* _Set exercise_
Retype the data below exactly as it appears, leaving out the pictures.
========================================================================
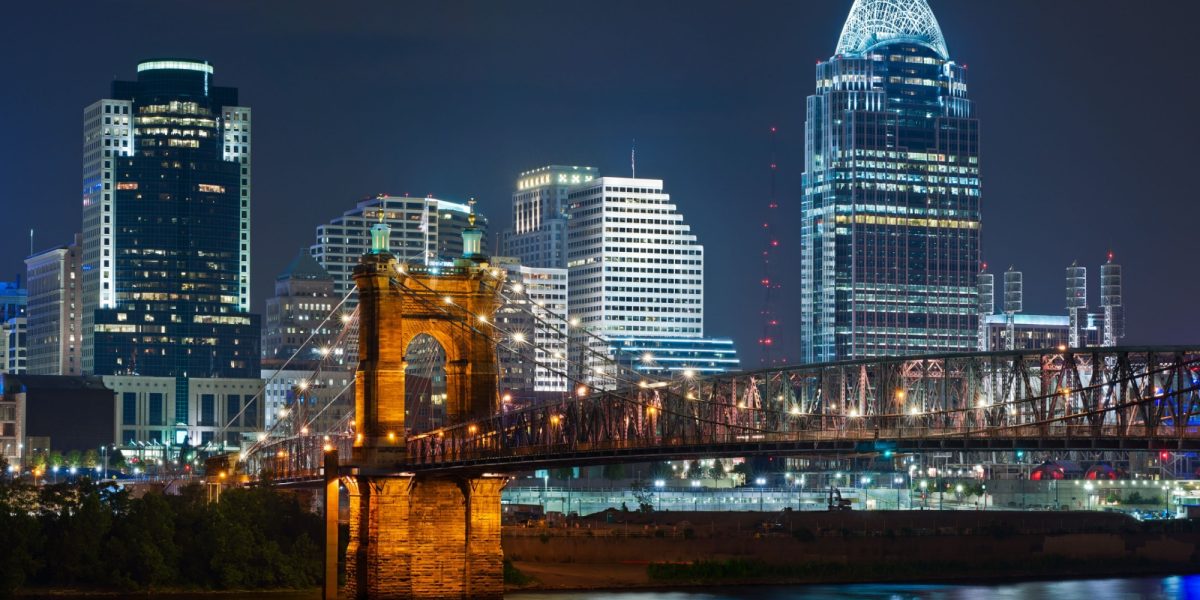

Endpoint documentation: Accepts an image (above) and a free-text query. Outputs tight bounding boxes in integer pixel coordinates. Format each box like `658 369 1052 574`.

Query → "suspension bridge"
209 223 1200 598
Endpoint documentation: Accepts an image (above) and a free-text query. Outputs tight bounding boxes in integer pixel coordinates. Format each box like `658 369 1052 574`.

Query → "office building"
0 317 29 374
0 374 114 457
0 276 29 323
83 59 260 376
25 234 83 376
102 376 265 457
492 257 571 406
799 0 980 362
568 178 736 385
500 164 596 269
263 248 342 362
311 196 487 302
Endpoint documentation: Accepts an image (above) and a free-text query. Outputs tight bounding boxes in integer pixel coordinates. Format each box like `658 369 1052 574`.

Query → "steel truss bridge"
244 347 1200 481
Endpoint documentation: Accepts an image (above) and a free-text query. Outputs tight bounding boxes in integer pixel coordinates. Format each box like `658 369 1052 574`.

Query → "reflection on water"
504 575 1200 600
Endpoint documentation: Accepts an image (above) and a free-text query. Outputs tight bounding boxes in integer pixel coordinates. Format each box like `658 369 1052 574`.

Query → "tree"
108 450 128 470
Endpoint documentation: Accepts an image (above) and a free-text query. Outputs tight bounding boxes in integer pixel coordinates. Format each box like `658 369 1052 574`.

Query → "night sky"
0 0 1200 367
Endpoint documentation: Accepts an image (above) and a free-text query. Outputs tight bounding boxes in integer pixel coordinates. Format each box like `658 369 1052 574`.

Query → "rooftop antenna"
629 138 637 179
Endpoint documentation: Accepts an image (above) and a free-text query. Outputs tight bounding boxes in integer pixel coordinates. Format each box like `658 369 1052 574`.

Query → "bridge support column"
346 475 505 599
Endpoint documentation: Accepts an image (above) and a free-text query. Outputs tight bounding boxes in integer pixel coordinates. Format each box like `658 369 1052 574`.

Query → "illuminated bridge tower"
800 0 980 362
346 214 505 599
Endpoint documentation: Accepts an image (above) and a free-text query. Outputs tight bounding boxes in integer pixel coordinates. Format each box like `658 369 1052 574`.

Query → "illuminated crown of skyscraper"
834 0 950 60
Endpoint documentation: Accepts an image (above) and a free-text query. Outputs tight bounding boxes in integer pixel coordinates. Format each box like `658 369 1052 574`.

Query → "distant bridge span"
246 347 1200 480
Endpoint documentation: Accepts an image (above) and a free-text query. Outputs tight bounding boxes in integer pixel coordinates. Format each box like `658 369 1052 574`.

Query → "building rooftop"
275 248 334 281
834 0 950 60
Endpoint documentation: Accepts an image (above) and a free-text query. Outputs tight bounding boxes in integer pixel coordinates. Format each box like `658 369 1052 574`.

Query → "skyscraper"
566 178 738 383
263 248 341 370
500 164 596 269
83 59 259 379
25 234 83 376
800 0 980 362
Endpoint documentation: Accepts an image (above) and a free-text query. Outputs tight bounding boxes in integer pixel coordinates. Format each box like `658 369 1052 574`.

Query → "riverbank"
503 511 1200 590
========================================================================
* _Response to the task_
Endpoint documentation: Accepts an image (above) and a free-text query. Outputs tight bounding boxes in integer pixel coordinates. Format each box like `658 369 1052 574`.

Query → "suspension bridge"
209 223 1200 598
Endpoint documentation: Accepts an image (above) and a free-text query. Outputs tight bounding boxes in integer pixel coordinates. Format each box like `658 369 1052 574`.

Query → "office building"
0 317 29 374
0 374 114 457
0 276 29 323
83 59 260 376
25 234 83 376
102 376 265 457
492 257 571 406
799 0 980 362
568 178 736 385
500 164 596 269
263 248 342 362
311 196 487 302
Endpoint documentation: Accepts an image (above) and a free-text query. Outputs tight bounding boxes in integer pixel coordinates. Format each box like `658 369 1052 574`.

Query → "steel truss bridge"
244 347 1200 481
Endpoint documentation: Accepts an image (above) and a free-text query. Outputs tight bounding boxes in integer pixel coordinates. Format each box like `658 369 1052 574`.

Query → "reflection on water"
504 575 1200 600
Endpoint documentation: Accepts an image (above) and a free-text query. Outputs tight bounding boxes in integer pixel coordinates. Format each box like `658 369 1052 574`.

Query → "tree"
108 450 128 470
Endpoint documentation: Accepts an image (above) and a free-text query. Outputs tight bounding boxes in integer pixel coordinates. Format each box like `658 369 1052 574`.

Query → "night sky"
0 0 1200 367
Endpoint documentation: Accepts an image (above) and a free-text query. Outputs tight bounding boxes in integer pixel coordinates. Format each box like `658 369 1052 574`.

Query → "rooftop antenna"
629 138 637 179
Endpoint documentation: Accepts an image (above) and a free-text query. Outputs tight bounding boxes in integer pixel coordinates. Format each box like `658 369 1052 574`.

Query → "bridge support column"
346 475 505 599
Endpoint documentation: Accepts an image (above) and a free-text query. Outputs tight bounding boxes in integer pixel coordinates. Format each box like `658 369 1052 574`.

Query → "illuminated bridge tower"
800 0 980 362
346 214 505 599
Endpoint documentation: Accepts an image (above) and a free-text query. Outputs tight bounding boxes in integer pixel coordinates. Format each box like `658 369 1052 574`.

Query → "illuminated crown of skyscraper"
834 0 950 60
Endpoint documentation: Accepts an image (above) and a free-text query. Outputs tight bounding boxes in integer pixel coordinates. Format each box like `658 369 1052 574`.

Query → "distant bridge span"
246 347 1200 480
Endpoint documentation: Accepts an image (above) and a free-text query. Outputs tight bounding boxes in integer pixel coordinates. Format each box like `658 369 1052 574`.

Query → "building rooftop"
275 248 334 281
834 0 950 60
Endpoint documentation: Accepts an image (above) and a free-text query. Outputs tight bounding boxes in integer pixel coordinates. Format each box like `658 369 1052 574`.

Query → "skyscraper"
566 178 738 383
263 248 341 370
500 164 596 269
83 59 259 379
25 234 83 376
800 0 980 362
Endpoint documentation: Accepts an image (above) and a free-text query. Outputs tight bounding boxes in integer pixel coordinates. Format each box like `658 369 1052 574`.

Query → "riverbank"
503 511 1200 590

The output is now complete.